== PASSAGE TO READ ==
------------------------------------------------

# Technical Document Extraction: OSWorld Agent Framework
This document provides a comprehensive technical extraction of the provided image, which illustrates a framework for an AI agent interacting with an operating system environment to perform complex tasks.
---
## 1. Task Instruction Examples (Top Section)
The top half of the image displays two distinct task scenarios, each visualized through a three-step sequence showing the agent's interaction with a GUI.
### Task Instruction 1: Bookkeeping Update
**Text Prompt:** "Update the bookkeeping sheet with my recent transactions over the past few days in the provided folder."
**Visual Sequence:**
1. **Initial State:** A spreadsheet application (LibreOffice Calc) is open, titled "Bookkeeping simple".
2. **Action:** The agent navigates to a folder containing image files of physical receipts (e.g., a receipt showing the number "112").
3. **Final State:** The spreadsheet is updated with new rows.

------------------------------------------------

Extracted records:
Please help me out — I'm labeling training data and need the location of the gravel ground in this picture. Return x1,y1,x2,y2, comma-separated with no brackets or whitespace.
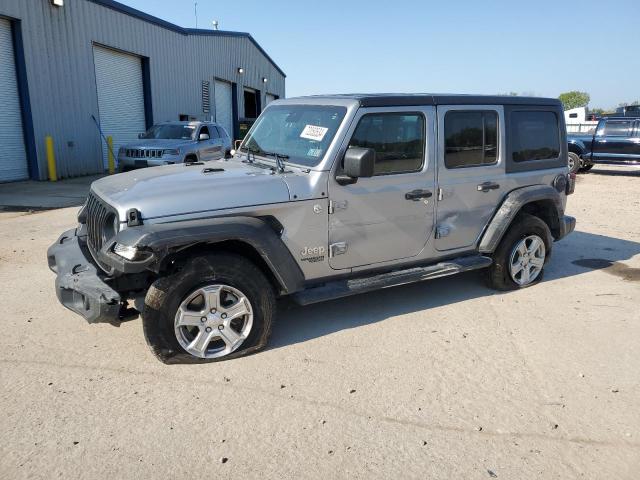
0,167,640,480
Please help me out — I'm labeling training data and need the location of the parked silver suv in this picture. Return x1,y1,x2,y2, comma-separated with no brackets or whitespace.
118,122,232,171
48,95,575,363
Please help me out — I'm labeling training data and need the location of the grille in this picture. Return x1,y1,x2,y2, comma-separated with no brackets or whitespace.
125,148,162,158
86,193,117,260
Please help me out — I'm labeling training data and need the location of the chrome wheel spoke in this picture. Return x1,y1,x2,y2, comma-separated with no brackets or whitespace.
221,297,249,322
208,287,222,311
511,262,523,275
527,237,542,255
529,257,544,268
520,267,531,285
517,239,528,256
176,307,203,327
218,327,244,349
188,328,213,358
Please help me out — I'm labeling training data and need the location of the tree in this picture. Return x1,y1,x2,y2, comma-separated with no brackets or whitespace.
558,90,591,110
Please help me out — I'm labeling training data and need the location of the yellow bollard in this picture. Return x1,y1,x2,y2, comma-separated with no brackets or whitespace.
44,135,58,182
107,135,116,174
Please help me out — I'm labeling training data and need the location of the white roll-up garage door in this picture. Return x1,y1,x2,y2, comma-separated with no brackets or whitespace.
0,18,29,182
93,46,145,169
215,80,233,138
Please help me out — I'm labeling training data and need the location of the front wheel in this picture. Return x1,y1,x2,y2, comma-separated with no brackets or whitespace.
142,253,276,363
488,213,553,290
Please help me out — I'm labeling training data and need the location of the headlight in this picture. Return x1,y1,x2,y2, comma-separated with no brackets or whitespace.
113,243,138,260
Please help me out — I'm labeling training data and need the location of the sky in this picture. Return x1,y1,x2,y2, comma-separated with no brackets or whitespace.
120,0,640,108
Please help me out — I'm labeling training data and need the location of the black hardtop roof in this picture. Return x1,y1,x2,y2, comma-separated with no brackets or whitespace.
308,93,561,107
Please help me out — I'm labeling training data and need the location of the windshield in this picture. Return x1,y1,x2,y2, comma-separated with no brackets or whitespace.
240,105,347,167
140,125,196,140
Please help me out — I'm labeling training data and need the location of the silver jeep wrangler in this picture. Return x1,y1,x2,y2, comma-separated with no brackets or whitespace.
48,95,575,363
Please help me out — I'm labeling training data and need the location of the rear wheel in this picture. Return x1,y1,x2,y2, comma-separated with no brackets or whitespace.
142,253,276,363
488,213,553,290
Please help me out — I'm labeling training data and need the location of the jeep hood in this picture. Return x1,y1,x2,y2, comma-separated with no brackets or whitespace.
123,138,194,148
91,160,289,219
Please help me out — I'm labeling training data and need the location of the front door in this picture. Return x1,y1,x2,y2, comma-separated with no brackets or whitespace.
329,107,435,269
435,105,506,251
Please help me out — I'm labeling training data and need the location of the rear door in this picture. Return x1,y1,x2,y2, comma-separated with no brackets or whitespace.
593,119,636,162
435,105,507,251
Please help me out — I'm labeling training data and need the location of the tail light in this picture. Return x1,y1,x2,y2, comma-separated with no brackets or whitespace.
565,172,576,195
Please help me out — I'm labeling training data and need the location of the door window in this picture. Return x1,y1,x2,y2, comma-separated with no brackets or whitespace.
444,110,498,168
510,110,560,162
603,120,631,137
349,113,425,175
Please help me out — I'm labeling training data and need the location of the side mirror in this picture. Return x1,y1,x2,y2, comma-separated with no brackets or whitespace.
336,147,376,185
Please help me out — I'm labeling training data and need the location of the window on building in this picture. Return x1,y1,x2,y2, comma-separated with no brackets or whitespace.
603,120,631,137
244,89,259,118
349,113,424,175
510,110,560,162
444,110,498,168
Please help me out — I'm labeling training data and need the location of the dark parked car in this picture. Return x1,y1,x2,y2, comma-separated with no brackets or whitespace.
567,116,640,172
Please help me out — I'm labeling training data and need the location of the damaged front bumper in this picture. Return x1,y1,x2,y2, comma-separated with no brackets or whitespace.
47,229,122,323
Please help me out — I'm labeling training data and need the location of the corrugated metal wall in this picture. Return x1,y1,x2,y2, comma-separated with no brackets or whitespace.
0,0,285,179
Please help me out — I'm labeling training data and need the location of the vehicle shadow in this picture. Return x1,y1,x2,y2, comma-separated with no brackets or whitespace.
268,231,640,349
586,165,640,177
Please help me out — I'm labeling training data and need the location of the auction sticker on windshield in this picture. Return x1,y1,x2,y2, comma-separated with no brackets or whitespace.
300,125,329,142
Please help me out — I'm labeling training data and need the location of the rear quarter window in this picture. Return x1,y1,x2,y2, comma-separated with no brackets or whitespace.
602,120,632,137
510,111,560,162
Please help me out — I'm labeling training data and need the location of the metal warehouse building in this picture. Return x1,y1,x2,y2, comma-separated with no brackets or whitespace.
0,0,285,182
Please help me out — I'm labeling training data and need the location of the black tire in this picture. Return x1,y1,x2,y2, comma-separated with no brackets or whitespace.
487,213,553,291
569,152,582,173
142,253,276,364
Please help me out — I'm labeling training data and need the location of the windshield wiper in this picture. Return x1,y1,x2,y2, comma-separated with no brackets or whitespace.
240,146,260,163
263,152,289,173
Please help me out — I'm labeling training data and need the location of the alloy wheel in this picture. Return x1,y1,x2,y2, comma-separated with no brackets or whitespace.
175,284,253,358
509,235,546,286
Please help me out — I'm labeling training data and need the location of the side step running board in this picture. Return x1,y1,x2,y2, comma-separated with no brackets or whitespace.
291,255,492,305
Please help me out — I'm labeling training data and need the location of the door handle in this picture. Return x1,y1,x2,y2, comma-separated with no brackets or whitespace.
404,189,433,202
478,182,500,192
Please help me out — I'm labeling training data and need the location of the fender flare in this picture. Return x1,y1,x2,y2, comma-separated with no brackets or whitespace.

------------------------------------------------

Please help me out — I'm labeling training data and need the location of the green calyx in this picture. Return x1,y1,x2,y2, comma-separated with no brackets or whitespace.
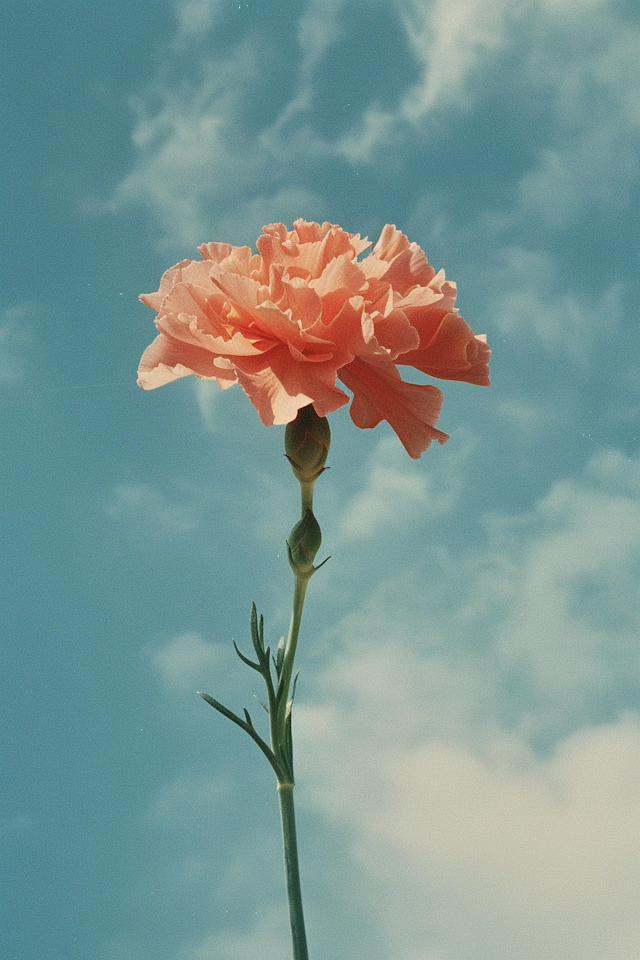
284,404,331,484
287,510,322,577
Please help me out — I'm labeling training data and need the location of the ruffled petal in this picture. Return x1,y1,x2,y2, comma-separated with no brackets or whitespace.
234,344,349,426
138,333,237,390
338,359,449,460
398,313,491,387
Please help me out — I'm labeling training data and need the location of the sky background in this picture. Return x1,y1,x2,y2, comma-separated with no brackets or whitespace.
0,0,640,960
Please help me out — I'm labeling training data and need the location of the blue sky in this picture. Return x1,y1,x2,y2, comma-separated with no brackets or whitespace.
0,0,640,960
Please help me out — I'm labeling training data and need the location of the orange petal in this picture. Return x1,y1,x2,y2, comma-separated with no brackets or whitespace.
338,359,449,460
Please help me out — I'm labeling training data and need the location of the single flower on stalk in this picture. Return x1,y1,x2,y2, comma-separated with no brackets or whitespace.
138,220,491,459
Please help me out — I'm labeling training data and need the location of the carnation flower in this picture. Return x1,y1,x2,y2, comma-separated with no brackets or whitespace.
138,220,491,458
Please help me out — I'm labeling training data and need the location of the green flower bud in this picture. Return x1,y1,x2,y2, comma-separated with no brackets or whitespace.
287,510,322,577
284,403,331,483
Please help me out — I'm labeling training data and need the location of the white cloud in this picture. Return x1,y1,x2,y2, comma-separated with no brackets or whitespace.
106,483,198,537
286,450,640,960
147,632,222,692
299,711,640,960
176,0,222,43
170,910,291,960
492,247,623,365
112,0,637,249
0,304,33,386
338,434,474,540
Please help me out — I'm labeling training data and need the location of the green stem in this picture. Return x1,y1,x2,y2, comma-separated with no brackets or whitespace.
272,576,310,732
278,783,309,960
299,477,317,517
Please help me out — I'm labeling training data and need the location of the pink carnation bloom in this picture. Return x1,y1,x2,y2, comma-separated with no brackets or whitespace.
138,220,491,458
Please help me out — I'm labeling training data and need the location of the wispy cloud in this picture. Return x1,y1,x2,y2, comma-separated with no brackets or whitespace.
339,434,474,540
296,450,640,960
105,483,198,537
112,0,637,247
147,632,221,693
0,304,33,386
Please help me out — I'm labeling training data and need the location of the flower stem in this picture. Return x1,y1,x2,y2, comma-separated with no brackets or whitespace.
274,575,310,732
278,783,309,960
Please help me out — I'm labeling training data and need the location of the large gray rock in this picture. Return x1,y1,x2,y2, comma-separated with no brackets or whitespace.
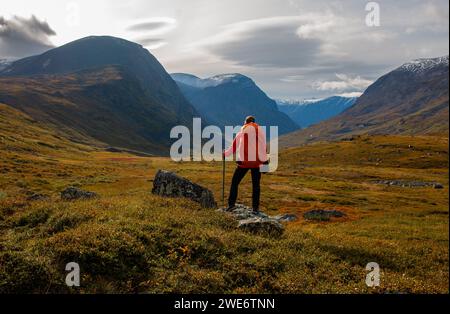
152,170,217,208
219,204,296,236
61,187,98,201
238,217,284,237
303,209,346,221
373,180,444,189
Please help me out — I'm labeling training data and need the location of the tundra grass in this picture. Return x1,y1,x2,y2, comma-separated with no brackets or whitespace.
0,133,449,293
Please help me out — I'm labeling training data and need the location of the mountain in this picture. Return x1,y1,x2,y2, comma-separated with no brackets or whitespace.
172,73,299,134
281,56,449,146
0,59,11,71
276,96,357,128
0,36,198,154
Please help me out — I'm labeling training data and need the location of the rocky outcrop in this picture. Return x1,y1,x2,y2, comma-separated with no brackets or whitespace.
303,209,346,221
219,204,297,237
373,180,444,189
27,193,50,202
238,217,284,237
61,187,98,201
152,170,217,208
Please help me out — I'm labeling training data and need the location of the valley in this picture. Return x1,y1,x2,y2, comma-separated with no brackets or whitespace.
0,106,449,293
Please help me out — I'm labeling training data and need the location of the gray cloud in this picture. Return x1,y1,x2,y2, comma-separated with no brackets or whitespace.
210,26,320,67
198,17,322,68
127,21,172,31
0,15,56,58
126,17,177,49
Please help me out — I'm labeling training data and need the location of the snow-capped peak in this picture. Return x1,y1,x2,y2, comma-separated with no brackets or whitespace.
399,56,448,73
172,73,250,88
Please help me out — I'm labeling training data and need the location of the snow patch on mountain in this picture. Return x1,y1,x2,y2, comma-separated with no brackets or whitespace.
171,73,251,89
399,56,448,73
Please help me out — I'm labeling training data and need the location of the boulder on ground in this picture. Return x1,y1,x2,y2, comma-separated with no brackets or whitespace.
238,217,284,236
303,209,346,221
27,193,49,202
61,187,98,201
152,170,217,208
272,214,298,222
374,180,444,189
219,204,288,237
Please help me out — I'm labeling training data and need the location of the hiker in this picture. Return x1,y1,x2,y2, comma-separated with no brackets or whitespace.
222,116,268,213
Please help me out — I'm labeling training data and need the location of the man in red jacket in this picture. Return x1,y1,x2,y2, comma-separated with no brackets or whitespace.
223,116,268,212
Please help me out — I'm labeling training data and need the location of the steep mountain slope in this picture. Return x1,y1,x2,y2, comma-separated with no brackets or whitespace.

------------------------------------------------

== WHAT TO DO ==
**a.** In the OSWorld agent framework description, which spreadsheet application is open in the initial state of Task Instruction 1?
**b.** Print the OSWorld agent framework description from "The top half" to "with new rows.".

== EXERCISE SOLUTIONS ==
**a.** LibreOffice Calc, with a spreadsheet titled "Bookkeeping simple".

**b.**
The top half of the image displays two distinct task scenarios, each visualized through a three-step sequence showing the agent's interaction with a GUI.
### Task Instruction 1: Bookkeeping Update
**Text Prompt:** "Update the bookkeeping sheet with my recent transactions over the past few days in the provided folder."
**Visual Sequence:**
1. **Initial State:** A spreadsheet application (LibreOffice Calc) is open, titled "Bookkeeping simple".
2. **Action:** The agent navigates to a folder containing image files of physical receipts (e.g., a receipt showing the number "112").
3. **Final State:** The spreadsheet is updated with new rows.